***** Passage provided

Written evidence by Dr. Angus Murdoch
(ARSS 50)
PUTTING THE CART BEFORE THE HORSE
SUMMARY
The decision to revoke and then abolish the RSSs
is unlawful because, inter alia, no assessment of the impact
on those changes was undertaken by the Government to inform that
decision. In particular, the impact on Romany Gypsies and Irish
Travellers (both of whom are accepted as being ethnic minority
groups for the purposes of Race Relations legislation) was not
considered.
Moreover, whilst there remains such a substantial
level of unmet need for further authorised sites for Gypsies and
Travellers, the related proposals to reform the planning system
in this area are ill-conceived and counter-productive.
"It is worse than useless to harass Gypsies
from place to place unless some shelter or retreat is allowed"Hoyland,
1815
INTRODUCTION
Signaled first in the Secretary of State's ["SoS"]
letter to the Chancellor on 25 June 2010, the Regional Spatial
Strategies ["RSS"] were "revoked"to
be "abolished" in due courseby way of
a letter dated 6 July 2010 to all Chief Planning Officers ["the
SoS letter"]. In my view, the decision to revoke (and abolish)
the RSS is unlawful because, inter alia, that change in
policy was not subject to any public consultation; and no racial
impact or equalities assessment was undertaken to inform that
decision. My principal cause for concern is in relation to the
impact of these changes on Gypsies and Travellers who, as I will
demonstrate below, will be disproportionately affected.
That the SoS was aware that the revocation of the
RSS would impact on Gypsies and Travellers is clear in the SoS
letter: in the question and answer section on page four it states
"that local councils are in the best place to assess the
needs of Gypsies and Travellers in their area. The abolition of
RSS will mean that local authorities will be responsible for determining
the right level of site provision, reflecting local need and historic
demand and bringing forward land in development plan documents.
They should continue to do this in line with current policy. Gypsy
and Traveller Accommodation Assessments (GTAAs) have been undertaken
by all LPAs and if [they] decide to review pitch requirements
in their Core Strategies, these assessments will form a good starting
point. However, LPAs are not bound by the methodology adopted
by the Regional Planning Boards in drawing up the GTAAs
"
It is also clear that Romany Gypsies and Irish Travellers
are two groups specifically protected by domestic Race Relations
legislation (see CRE v Dutton; and Allied Domec respectively).
These groups are also accepted as ethnic minorities under the
European Convention on Human Rights. In the case of Buckley-v-the
UK (1996) the European Commission on Human Rights held that
by refusing to grant planning permission for a Romany Gypsy to
live in caravans on her own land and then commencing enforcement
action against her, the LPA had violated her rights under Article
8 recalling:
"... that the applicant has been subject
to enforcement measures and has been prosecuted in respect of
her failure to cease occupying her land in her caravans. This
is sufficient to constitute an interference with the terms of
the first paragraph of Article 8. Whether there are viable alternatives
open to [Mrs. Buckley] if she leaves her land is relevant to the
consideration of the necessity of such interference." (emphasis
added).

**********

__Exercise requirements__
a) In the written evidence on revoking the Regional Spatial Strategies, what is the date of the letter sent to all Chief Planning Officers?
b) From the written evidence on revoking the Regional Spatial Strategies, extract the passage from "Moreover, whilst there" up to and including "ill-conceived and counter-productive.".

***** Data segment

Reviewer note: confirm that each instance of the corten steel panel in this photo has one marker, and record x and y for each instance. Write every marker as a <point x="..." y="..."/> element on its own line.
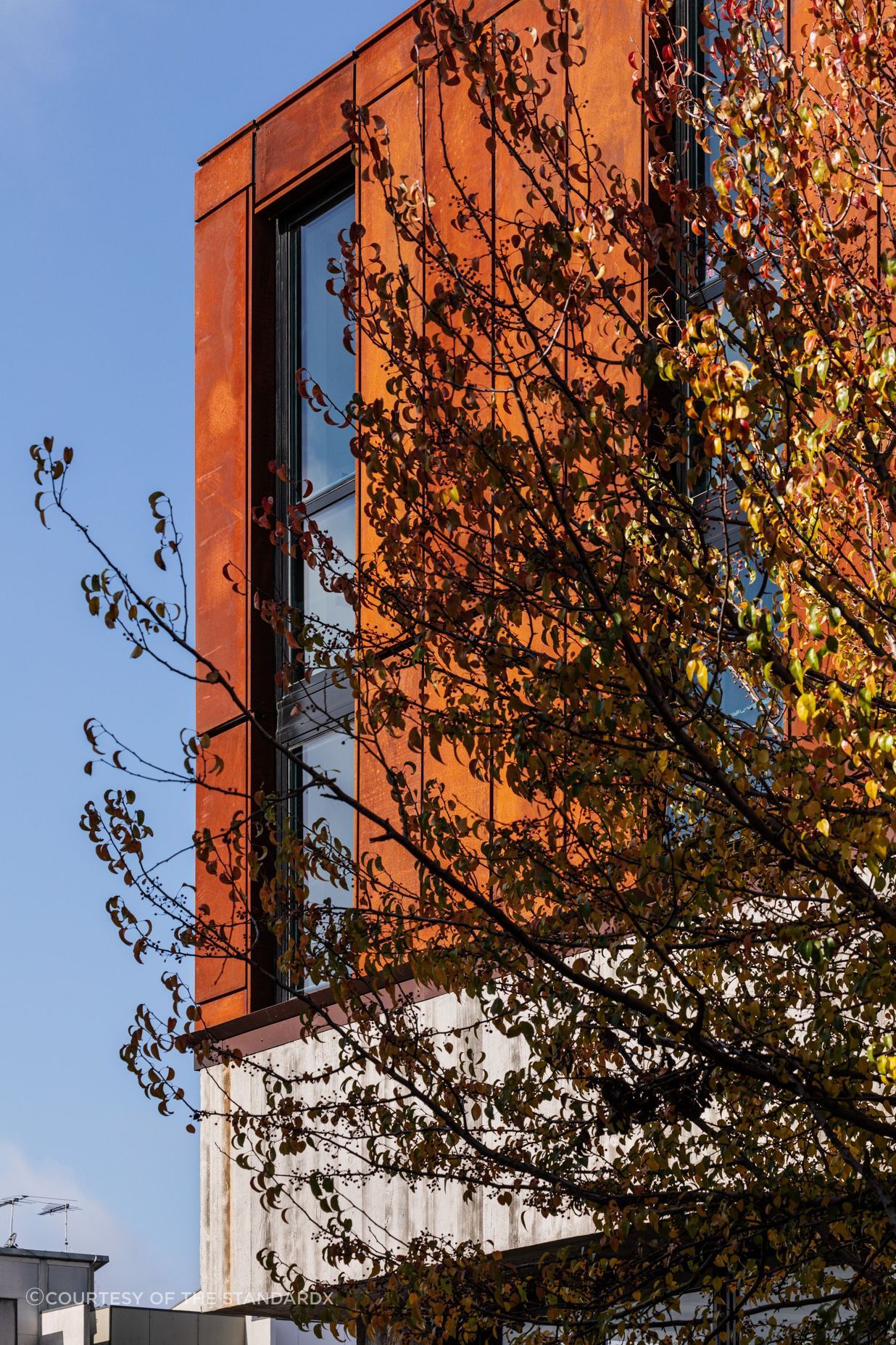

**********

__Answers to the exercise__
a) 6 July 2010

b)
Moreover, whilst there remains such a substantial
level of unmet need for further authorised sites for Gypsies and
Travellers, the related proposals to reform the planning system
in this area are ill-conceived and counter-productive.